Nothing but the lines from the one containing "tree in this photo." through the end of the entries below should appear in your answer, transcribed exactly; please drop the pictures.

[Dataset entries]
=== Begin Enclosure ===

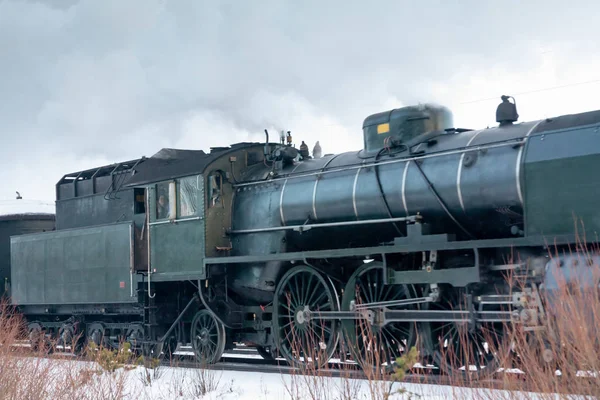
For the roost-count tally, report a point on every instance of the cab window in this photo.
(215, 189)
(164, 200)
(188, 196)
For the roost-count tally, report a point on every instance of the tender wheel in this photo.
(36, 336)
(208, 337)
(96, 335)
(265, 352)
(457, 350)
(391, 340)
(135, 337)
(69, 337)
(301, 339)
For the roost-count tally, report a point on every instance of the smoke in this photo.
(84, 82)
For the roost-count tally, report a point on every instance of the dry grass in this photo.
(557, 355)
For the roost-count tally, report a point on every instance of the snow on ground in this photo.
(184, 383)
(23, 206)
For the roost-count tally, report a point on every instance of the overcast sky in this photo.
(87, 83)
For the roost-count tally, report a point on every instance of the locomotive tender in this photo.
(259, 243)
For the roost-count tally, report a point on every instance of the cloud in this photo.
(84, 82)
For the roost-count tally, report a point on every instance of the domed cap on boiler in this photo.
(404, 124)
(506, 113)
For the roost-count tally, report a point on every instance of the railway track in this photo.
(248, 360)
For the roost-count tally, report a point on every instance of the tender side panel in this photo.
(78, 266)
(562, 182)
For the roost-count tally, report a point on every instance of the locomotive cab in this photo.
(403, 124)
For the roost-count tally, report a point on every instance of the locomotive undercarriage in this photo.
(451, 293)
(371, 311)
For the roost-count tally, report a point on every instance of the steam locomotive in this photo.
(262, 244)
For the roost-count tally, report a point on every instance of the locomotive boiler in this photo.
(261, 244)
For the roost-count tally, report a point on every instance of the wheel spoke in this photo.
(388, 341)
(297, 335)
(208, 337)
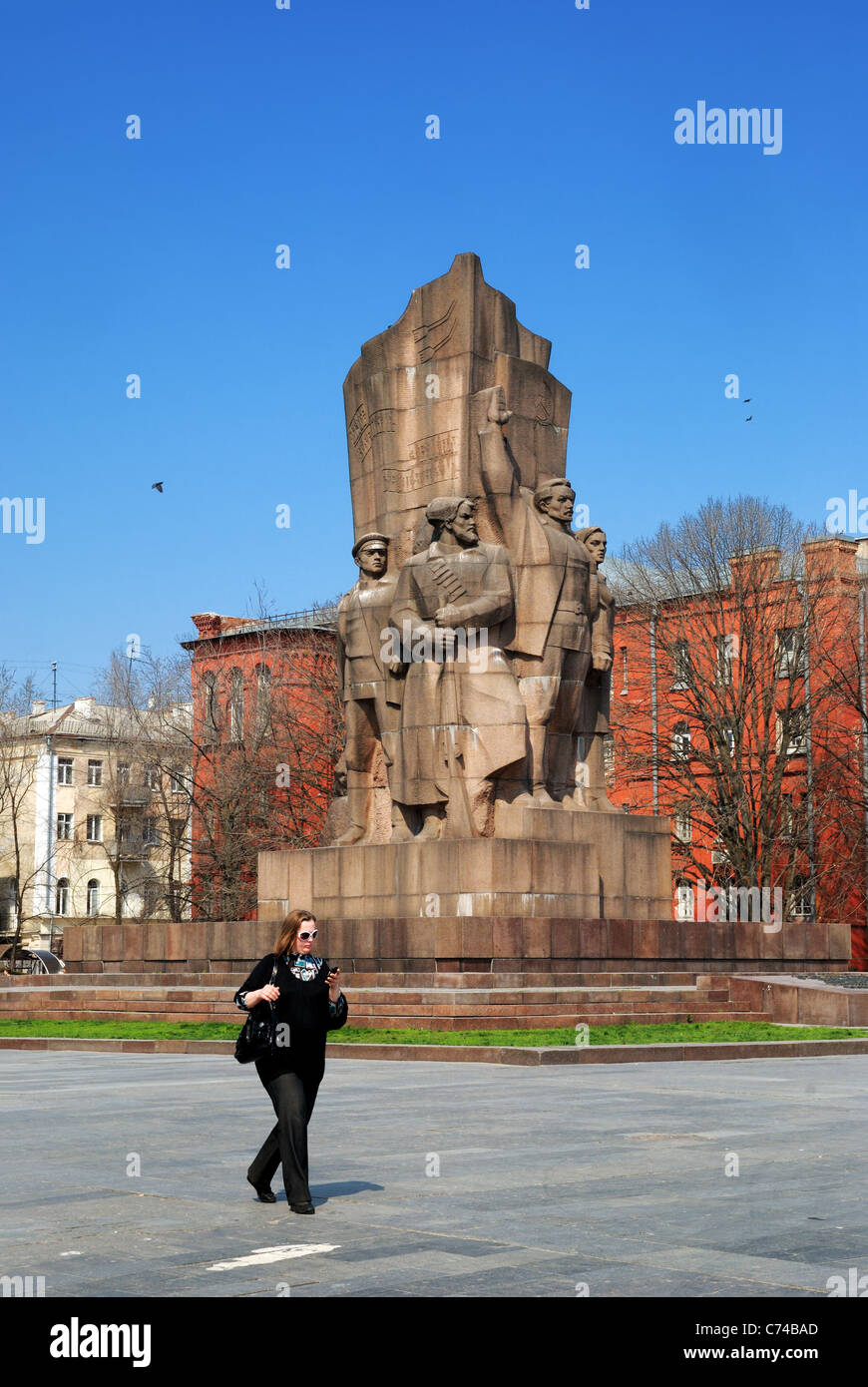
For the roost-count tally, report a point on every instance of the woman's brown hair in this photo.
(285, 939)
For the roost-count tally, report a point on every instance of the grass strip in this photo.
(664, 1032)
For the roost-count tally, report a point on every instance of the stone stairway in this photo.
(433, 1002)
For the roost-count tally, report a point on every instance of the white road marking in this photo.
(260, 1255)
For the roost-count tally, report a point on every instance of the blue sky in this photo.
(306, 127)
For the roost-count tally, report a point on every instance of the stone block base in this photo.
(554, 863)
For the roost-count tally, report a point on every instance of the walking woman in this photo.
(308, 999)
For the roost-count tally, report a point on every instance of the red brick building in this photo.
(267, 732)
(750, 700)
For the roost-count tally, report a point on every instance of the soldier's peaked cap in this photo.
(366, 539)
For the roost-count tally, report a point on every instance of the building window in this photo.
(211, 704)
(681, 742)
(682, 824)
(683, 909)
(793, 732)
(235, 706)
(682, 669)
(726, 647)
(263, 697)
(790, 654)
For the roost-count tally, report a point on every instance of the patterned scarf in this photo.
(304, 966)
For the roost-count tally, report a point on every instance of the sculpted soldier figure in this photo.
(462, 718)
(369, 687)
(598, 683)
(556, 600)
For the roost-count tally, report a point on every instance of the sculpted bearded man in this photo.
(462, 720)
(369, 687)
(556, 639)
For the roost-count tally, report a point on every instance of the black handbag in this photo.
(258, 1035)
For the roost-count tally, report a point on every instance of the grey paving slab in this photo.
(548, 1179)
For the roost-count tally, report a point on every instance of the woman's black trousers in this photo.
(292, 1099)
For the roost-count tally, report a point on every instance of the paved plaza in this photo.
(611, 1176)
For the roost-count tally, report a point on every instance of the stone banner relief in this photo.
(476, 647)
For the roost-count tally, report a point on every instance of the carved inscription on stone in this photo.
(431, 458)
(431, 337)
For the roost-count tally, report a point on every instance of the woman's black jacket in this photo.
(305, 1007)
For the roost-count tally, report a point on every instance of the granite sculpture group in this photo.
(474, 650)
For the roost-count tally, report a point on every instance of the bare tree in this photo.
(20, 745)
(733, 621)
(258, 752)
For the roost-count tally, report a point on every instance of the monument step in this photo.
(547, 977)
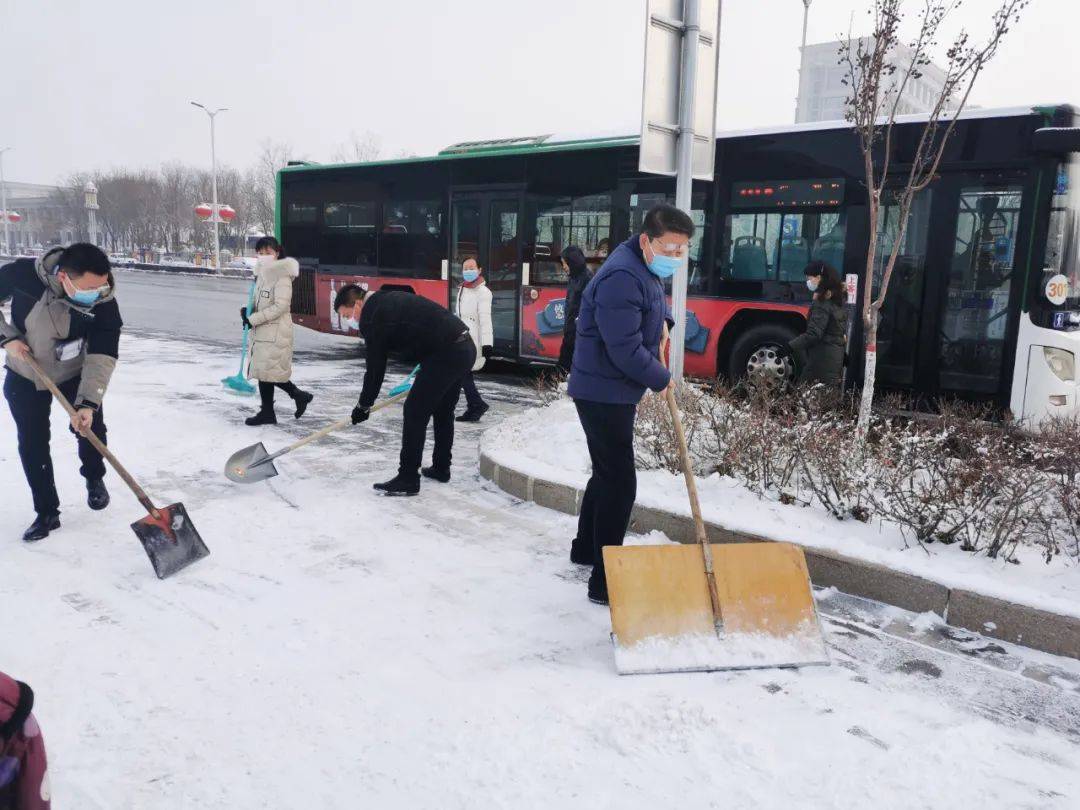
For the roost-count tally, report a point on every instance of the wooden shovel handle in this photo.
(90, 436)
(691, 490)
(339, 424)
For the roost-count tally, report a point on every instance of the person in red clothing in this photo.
(24, 777)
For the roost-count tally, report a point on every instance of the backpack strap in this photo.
(14, 724)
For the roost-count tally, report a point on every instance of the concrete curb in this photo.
(1040, 630)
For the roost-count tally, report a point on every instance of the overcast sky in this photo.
(97, 84)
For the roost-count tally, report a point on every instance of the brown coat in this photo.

=== End Enclosure ===

*Solved exercise:*
For the roost-count tally, report a point on every instance of the bare tree in this photo.
(20, 745)
(733, 621)
(258, 752)
For the roost-count tally, report a point on every instance of the monument step in this photo.
(547, 977)
For the roost-count tally, report a point on every instance of the wooden shovel handle in this photo.
(90, 436)
(691, 490)
(339, 424)
For the roost-count tally, report a point on every instance of the person in red clothing in this photo.
(24, 777)
For the roost-count tally, report a point on every instance of the backpack strap in this photo.
(14, 724)
For the roost-count tally, report a point on every instance of the concrete curb in this photo.
(1040, 630)
For the roost-count tally, report a point on every instance of the overcast sky in this photo.
(97, 84)
For the roost-count tally, report a point on every instance of the brown coat in this photo.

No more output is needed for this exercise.